:: Exercise material ::

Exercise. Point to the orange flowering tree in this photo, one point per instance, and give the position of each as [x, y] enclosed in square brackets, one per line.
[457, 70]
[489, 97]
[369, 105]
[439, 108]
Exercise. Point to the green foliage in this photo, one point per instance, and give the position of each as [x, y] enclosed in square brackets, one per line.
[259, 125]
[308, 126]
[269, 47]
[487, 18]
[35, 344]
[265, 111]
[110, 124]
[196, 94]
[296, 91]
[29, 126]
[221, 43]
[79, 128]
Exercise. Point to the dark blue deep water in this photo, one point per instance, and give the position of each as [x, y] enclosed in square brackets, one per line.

:::

**What is required**. Send back all of the entries exactly, with nothing missing.

**Answer section**.
Exercise. Point to the orange flowering tree in this photo, one point per instance, and give the position of each as [x, y] enclosed in square brackets, one per line.
[457, 70]
[489, 97]
[369, 105]
[439, 108]
Exercise. Point to the green foliage in this photo, one point per instance, and give the position of each as [x, y] enclosed in square brackets, one per line.
[259, 125]
[308, 126]
[269, 47]
[487, 18]
[35, 344]
[265, 111]
[110, 124]
[196, 94]
[296, 91]
[29, 126]
[221, 43]
[79, 128]
Exercise. Point to the dark blue deep water in this photo, one point per instance, and give the position of each as [x, y] enclosed in square brackets, one per line.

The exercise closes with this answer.